> [Material provided]:

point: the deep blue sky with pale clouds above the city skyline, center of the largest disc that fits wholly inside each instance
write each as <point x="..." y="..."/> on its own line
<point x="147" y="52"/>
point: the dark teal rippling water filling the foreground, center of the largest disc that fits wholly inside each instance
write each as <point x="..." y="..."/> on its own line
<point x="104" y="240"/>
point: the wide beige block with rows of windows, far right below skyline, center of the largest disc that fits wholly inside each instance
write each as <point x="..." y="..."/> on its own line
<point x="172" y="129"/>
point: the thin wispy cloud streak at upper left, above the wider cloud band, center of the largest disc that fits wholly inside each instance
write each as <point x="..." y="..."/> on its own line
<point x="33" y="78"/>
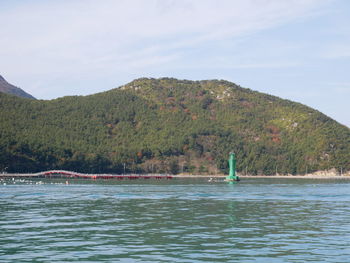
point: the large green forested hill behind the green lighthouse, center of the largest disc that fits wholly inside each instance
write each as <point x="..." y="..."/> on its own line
<point x="169" y="125"/>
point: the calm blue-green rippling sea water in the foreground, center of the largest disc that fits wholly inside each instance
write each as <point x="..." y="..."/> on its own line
<point x="256" y="220"/>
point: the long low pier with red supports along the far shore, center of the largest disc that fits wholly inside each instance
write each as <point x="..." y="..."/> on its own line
<point x="70" y="174"/>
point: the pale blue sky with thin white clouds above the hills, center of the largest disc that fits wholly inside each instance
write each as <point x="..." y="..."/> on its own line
<point x="295" y="49"/>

> [Problem requirements]: Transcribe the material above word for word; images do not belong in the copy.

> [Task solution]:
point: the deep blue sky with pale clouds above the city skyline, center of the largest disc that fits wholly inside each instance
write each as <point x="..." y="..."/> on its own line
<point x="147" y="52"/>
point: the dark teal rippling water filling the foreground, center of the largest disc that fits wholly inside each instance
write each as <point x="..." y="..."/> on its own line
<point x="104" y="240"/>
point: the wide beige block with rows of windows, far right below skyline, center of the largest disc that fits wholly inside each instance
write each as <point x="..." y="..."/> on its own line
<point x="172" y="129"/>
point: the thin wispy cloud streak at upper left, above the wider cloud band, center of the largest disc that fits wholly inside each instance
write each as <point x="..." y="..."/> on its own line
<point x="33" y="78"/>
point: the large green forested hill behind the green lighthouse, center of the largest disc that fits wholly inside each instance
write each as <point x="..." y="..."/> on its own line
<point x="169" y="125"/>
point: the calm blue-green rippling sea water in the foreground, center of the largest disc that fits wholly inside each instance
write each as <point x="..." y="..."/> on its own line
<point x="256" y="220"/>
point: the long low pier with red supports along the far shore, center of the largest disc that fits wholly inside each instance
write each as <point x="..." y="..."/> on its own line
<point x="70" y="174"/>
point: the pale blue sky with thin white clouds above the hills, center of the largest disc that fits wholly inside each instance
write each as <point x="..." y="..."/> on its own line
<point x="295" y="49"/>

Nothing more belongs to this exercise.